Arbeitsauftrag =
Gib die nachstehenden Zeilen als nummerierte Liste wieder und lass dabei alle Leerzeilen weg.

Aufgelistete Zeilen =
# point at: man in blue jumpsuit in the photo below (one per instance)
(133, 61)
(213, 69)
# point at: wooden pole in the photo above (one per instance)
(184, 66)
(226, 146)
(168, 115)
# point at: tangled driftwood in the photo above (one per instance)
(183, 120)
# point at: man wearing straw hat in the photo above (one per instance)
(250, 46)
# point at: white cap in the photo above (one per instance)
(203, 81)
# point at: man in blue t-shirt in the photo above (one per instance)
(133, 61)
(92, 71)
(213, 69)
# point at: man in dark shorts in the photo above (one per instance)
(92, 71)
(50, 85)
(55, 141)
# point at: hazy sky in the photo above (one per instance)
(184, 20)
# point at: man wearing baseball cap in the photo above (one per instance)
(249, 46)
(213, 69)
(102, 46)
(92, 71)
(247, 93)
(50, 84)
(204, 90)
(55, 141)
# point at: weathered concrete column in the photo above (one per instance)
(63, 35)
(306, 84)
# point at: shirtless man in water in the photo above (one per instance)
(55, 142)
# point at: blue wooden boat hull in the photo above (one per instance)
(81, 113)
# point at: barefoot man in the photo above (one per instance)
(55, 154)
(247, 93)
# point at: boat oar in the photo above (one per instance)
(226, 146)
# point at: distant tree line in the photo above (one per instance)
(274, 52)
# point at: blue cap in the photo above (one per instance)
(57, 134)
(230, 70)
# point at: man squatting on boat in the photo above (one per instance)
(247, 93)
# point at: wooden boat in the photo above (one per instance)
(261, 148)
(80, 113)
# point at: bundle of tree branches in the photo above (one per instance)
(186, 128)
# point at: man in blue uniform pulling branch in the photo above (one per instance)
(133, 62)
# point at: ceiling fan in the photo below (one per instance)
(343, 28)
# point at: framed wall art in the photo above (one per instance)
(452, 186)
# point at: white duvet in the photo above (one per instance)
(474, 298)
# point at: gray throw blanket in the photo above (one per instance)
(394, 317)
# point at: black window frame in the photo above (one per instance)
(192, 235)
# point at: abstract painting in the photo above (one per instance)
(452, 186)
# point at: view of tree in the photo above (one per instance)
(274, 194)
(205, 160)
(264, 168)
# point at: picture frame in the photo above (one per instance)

Lösung =
1. # point at: man in blue jumpsuit in the photo below (one per instance)
2. (133, 61)
3. (213, 69)
4. # point at: wooden pole in the photo above (one per instance)
5. (184, 66)
6. (226, 146)
7. (168, 115)
8. # point at: tangled driftwood in the photo above (one per instance)
9. (183, 120)
10. # point at: man wearing straw hat in the photo above (one per instance)
11. (250, 46)
12. # point at: white cap in the photo above (one per instance)
13. (203, 81)
14. # point at: man in blue t-shirt in the photo above (one per instance)
15. (133, 61)
16. (92, 71)
17. (213, 69)
18. # point at: man in dark shorts in the photo above (one per instance)
19. (92, 71)
20. (50, 85)
21. (55, 141)
22. # point at: hazy sky in the photo above (one per instance)
23. (184, 20)
24. # point at: man wearing baseball cap in the photo above (one per instance)
25. (249, 46)
26. (213, 69)
27. (102, 46)
28. (92, 71)
29. (247, 93)
30. (50, 84)
31. (204, 90)
32. (55, 141)
33. # point at: weathered concrete column in the photo above (one per instance)
34. (63, 35)
35. (306, 84)
36. # point at: shirtless man in water in the photo above (one per instance)
37. (55, 142)
38. # point at: blue wooden boat hull in the photo above (one per instance)
39. (81, 113)
40. # point at: barefoot man in the photo above (one per instance)
41. (55, 154)
42. (247, 93)
43. # point at: boat oar in the photo above (one per instance)
44. (226, 146)
45. # point at: distant tree line in the photo above (one per instance)
46. (274, 52)
47. # point at: blue cap in the photo above (one per instance)
48. (57, 134)
49. (230, 70)
50. # point at: man squatting on boat in the photo above (one per instance)
51. (247, 93)
52. # point at: wooden boat in the photo above (one per instance)
53. (261, 148)
54. (80, 113)
55. # point at: bundle of tree branches in the photo above (one per instance)
56. (186, 128)
57. # point at: man in blue uniform pulling branch in the photo above (one per instance)
58. (133, 62)
59. # point at: ceiling fan in the photo below (one per instance)
60. (343, 28)
61. # point at: framed wall art in the photo above (one per instance)
62. (452, 186)
63. # point at: white duvet in the photo above (one per instance)
64. (474, 298)
65. # point at: gray throw blanket in the photo above (one per instance)
66. (394, 317)
67. # point at: black window frame in the photo above (one per instance)
68. (192, 235)
69. # point at: abstract painting in the photo above (one per instance)
70. (452, 186)
71. # point at: view of tree in the photo above (one per instance)
72. (274, 194)
73. (205, 160)
74. (264, 168)
75. # point at: picture frame in the photo above (one per instance)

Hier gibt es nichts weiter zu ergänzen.